Given data
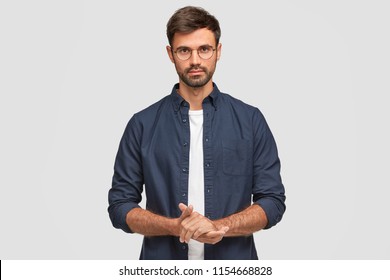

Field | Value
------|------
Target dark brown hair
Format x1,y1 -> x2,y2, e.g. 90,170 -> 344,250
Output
167,6 -> 221,46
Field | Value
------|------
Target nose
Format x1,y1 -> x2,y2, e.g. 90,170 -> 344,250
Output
190,50 -> 201,65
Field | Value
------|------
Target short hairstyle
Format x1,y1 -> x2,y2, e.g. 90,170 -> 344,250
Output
167,6 -> 221,46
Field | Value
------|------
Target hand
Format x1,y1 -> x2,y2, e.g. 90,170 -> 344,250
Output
179,203 -> 229,244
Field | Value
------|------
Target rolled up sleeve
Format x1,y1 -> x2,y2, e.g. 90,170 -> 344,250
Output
108,116 -> 144,233
252,110 -> 286,229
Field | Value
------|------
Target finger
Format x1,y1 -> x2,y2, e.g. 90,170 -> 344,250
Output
180,212 -> 202,243
179,203 -> 194,220
179,203 -> 187,212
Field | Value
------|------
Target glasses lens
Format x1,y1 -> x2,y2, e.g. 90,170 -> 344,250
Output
176,48 -> 192,60
198,46 -> 214,59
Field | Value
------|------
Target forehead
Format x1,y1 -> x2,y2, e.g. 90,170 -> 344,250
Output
172,28 -> 216,48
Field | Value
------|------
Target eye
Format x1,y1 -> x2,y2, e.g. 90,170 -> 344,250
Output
199,46 -> 211,53
177,48 -> 191,54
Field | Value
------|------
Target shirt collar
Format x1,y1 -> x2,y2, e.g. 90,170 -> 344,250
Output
171,83 -> 221,112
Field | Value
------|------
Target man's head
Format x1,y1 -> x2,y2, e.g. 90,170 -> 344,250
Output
167,7 -> 221,88
167,6 -> 221,46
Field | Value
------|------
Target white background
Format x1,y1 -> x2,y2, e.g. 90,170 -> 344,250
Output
0,0 -> 390,259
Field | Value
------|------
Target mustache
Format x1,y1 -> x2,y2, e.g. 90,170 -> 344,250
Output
185,66 -> 207,74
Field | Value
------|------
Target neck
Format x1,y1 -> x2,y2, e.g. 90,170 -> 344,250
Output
178,81 -> 213,110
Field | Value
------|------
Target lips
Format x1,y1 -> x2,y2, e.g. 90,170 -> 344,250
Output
187,68 -> 205,75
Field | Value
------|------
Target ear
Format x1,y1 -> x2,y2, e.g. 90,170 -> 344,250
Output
167,46 -> 175,63
217,43 -> 222,60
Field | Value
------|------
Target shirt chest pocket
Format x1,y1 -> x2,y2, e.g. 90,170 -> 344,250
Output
222,140 -> 253,175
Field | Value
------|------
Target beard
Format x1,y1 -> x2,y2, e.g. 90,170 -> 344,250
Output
178,66 -> 215,88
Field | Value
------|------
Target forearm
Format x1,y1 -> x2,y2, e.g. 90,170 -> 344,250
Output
214,204 -> 268,237
126,208 -> 180,236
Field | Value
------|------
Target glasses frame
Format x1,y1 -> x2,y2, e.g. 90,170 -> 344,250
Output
171,45 -> 217,61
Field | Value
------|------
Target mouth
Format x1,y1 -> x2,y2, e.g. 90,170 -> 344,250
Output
187,68 -> 204,76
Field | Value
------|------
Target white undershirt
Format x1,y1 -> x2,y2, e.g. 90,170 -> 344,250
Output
188,110 -> 204,260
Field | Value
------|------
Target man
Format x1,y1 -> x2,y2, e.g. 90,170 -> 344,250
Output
108,7 -> 285,259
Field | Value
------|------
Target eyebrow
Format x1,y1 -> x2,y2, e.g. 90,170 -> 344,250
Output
176,44 -> 213,50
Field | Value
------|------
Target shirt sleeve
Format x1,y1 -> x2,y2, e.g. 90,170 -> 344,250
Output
108,116 -> 144,233
252,109 -> 286,229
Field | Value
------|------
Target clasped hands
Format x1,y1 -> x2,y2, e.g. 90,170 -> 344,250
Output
179,203 -> 229,244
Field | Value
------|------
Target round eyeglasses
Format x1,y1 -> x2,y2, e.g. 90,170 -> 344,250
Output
173,46 -> 216,60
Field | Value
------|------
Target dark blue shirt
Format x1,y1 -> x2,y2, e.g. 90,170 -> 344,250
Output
108,84 -> 285,260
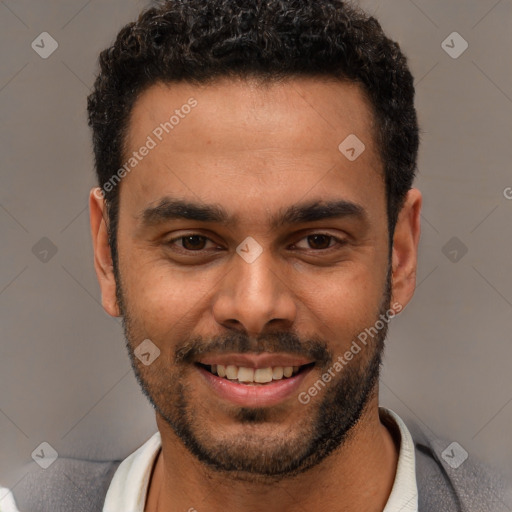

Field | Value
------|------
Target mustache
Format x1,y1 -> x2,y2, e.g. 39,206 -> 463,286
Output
174,331 -> 333,365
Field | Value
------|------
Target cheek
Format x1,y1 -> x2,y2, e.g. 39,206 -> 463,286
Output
120,251 -> 210,341
297,264 -> 385,346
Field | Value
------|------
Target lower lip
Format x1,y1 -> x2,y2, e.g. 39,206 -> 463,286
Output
196,366 -> 313,407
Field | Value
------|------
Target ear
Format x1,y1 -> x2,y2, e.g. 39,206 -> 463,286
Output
391,188 -> 422,312
89,187 -> 121,316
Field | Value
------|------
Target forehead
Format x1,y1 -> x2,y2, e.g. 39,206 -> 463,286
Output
121,78 -> 383,226
126,74 -> 377,157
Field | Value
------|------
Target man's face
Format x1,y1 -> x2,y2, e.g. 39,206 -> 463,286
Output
101,79 -> 396,476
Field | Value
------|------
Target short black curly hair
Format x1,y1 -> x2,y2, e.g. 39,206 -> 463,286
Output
88,0 -> 419,265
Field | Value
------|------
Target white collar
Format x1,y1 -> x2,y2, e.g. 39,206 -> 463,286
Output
103,407 -> 418,512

Prompt
All of the material above is to be copied exactly, except for its images.

Solution to the problem
Field | Value
------|------
Target dark brown hair
Format x1,y1 -> x2,y2, e.g. 90,170 -> 344,250
Output
167,6 -> 221,46
Field | Value
------|------
Target nose
Format x1,y1 -> x2,y2, e.g. 90,170 -> 344,250
Output
190,50 -> 201,65
Field | Value
------|------
Target short hairstyle
Format x1,y1 -> x2,y2, e.g. 90,170 -> 344,250
Output
167,6 -> 221,46
Field | Value
------|------
Target hand
Format x1,y1 -> x2,y2, e.g. 90,170 -> 344,250
Output
179,203 -> 229,244
Field | Value
------|------
Target rolled up sleeve
Format x1,y1 -> x2,y2, e.g. 90,170 -> 344,250
Output
108,116 -> 144,233
252,110 -> 286,229
Field | Value
------|------
Target finger
Format x1,y1 -> x2,y2, e.g. 90,170 -> 344,250
Output
180,212 -> 202,243
179,203 -> 194,220
179,203 -> 187,212
Field | Value
------|------
Target glasses lens
Format x1,y1 -> x2,y2, e.g. 90,170 -> 344,250
Output
176,48 -> 192,60
198,46 -> 214,59
Field | Value
------|------
Target forehead
Format x1,y1 -> x2,y2, e.g. 90,170 -> 344,250
Output
172,28 -> 216,48
Field | Value
------|------
Target eye
Format x1,y1 -> x2,y2, e.g. 90,170 -> 344,250
Output
199,46 -> 211,53
177,48 -> 191,54
Field | Value
------|------
Target shirt collar
Format x1,y1 -> x2,y2, e.g. 90,170 -> 344,250
Output
171,83 -> 221,112
Field | Value
------|------
Target man's head
Format x1,y1 -> x2,y2, e.g. 90,170 -> 344,250
Output
167,7 -> 221,88
167,6 -> 221,46
Field | Value
------|------
Target white background
Format x1,y1 -> x2,y2, e.g. 90,170 -> 344,250
Output
0,0 -> 390,259
Field | Value
------|------
Target mustache
Format x1,y1 -> x2,y2, e.g. 90,170 -> 344,250
Output
185,66 -> 207,74
Field | Value
------|------
Target neck
Format x1,y1 -> x2,y2, e.g. 90,170 -> 344,250
Output
178,81 -> 213,110
Field | Value
------|------
Target lips
Format x1,y1 -> x2,y2, e.g. 90,170 -> 344,250
Output
187,68 -> 205,75
Field | Value
------|------
Target ear
Format x1,y1 -> x2,y2, e.g. 90,170 -> 344,250
Output
167,46 -> 175,63
217,43 -> 222,60
Field | Value
------|------
Target shirt chest pocket
Format x1,y1 -> x2,y2, e.g. 90,170 -> 344,250
Output
222,140 -> 253,175
Field | Value
------|------
Target beard
Format x1,y1 -> x2,y2, e.g. 90,170 -> 344,250
Output
178,66 -> 215,88
Field | Value
------|------
Target forearm
Format x1,y1 -> x2,y2, e.g. 90,170 -> 344,250
Output
214,204 -> 268,237
126,208 -> 180,236
Field | Value
------|------
Target glasses frame
Format x1,y1 -> x2,y2, e.g. 90,170 -> 344,250
Output
171,45 -> 217,61
Field | Value
------|------
Target mouth
Format x1,y1 -> x2,y2, e.g. 90,170 -> 344,250
Output
187,68 -> 204,76
Field | Value
------|------
Target white undershirt
Format x1,y1 -> x2,y2, e.g. 90,170 -> 344,250
Output
188,110 -> 204,260
Field | Value
------|------
Target man
Format x1,y1 -> x2,y2, e.g. 90,170 -> 344,250
Output
108,7 -> 285,259
Field | Value
------|------
Target eyebrow
Format x1,y1 -> x2,y2, e.g. 90,170 -> 344,250
Output
176,44 -> 213,50
Field | Value
------|------
Target shirt sleeve
Format x1,y1 -> x2,y2, e.g. 90,170 -> 344,250
Output
108,116 -> 144,233
252,109 -> 286,229
Field | Value
------|------
Target clasped hands
Format x1,y1 -> x2,y2, e.g. 90,170 -> 344,250
Output
179,203 -> 229,244
Field | Value
------|------
Target round eyeglasses
Format x1,y1 -> x2,y2, e.g. 90,170 -> 344,250
Output
173,46 -> 216,60
Field | Value
------|------
Target dark blue shirt
Format x1,y1 -> x2,y2, e.g. 90,170 -> 344,250
Output
108,84 -> 285,260

Field | Value
------|------
Target mustache
Format x1,y1 -> x2,y2, e.g. 39,206 -> 463,286
Output
174,331 -> 333,365
Field | Value
------|------
Target cheek
Format x1,y1 -> x2,y2, e.g. 39,206 -> 463,286
Output
120,251 -> 210,341
297,264 -> 385,346
Field | Value
------|------
Target lower lip
Format x1,y1 -> x2,y2, e.g. 39,206 -> 463,286
Output
196,366 -> 313,407
Field | Value
------|------
Target ear
Format x1,y1 -> x2,y2, e.g. 39,206 -> 463,286
Output
391,188 -> 422,312
89,187 -> 121,316
Field | Value
------|------
Target forehead
Format x1,y1 -> x2,y2, e.g. 39,206 -> 463,286
Output
121,78 -> 383,226
126,74 -> 377,157
Field | Value
------|------
Target man's face
Format x1,y1 -> x2,y2, e.g. 39,206 -> 463,286
Output
101,79 -> 396,476
Field | Value
------|------
Target short black curly hair
Format x1,y1 -> x2,y2, e.g. 39,206 -> 463,286
Output
88,0 -> 419,265
Field | Value
------|------
Target white collar
Format x1,y1 -> x2,y2, e.g. 39,206 -> 463,286
Output
103,407 -> 418,512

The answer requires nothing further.